** Data for analysis follows **

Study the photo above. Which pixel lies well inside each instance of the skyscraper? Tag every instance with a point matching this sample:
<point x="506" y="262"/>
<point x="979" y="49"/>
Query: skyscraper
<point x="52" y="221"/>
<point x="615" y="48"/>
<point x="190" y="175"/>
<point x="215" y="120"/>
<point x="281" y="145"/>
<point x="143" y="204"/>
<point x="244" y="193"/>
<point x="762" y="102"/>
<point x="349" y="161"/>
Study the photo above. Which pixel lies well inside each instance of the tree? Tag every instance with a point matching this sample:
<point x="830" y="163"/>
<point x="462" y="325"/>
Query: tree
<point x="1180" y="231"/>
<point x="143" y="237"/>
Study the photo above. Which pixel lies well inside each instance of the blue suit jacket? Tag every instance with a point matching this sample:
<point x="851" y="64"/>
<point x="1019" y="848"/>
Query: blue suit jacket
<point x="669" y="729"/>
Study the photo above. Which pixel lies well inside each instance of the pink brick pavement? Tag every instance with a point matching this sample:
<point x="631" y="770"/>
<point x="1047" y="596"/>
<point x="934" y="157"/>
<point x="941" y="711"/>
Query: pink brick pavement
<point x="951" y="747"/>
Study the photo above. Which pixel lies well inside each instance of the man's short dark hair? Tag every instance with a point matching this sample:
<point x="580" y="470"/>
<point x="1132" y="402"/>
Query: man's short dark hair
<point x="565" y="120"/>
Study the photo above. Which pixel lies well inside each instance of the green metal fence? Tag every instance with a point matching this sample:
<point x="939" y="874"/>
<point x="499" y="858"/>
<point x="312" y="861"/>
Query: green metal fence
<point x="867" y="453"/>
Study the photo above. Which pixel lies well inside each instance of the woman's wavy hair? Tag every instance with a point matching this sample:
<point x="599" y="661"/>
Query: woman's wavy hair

** End of Data for analysis **

Tell how many lines above contain the word "wavy". Nothing but the number is needed.

2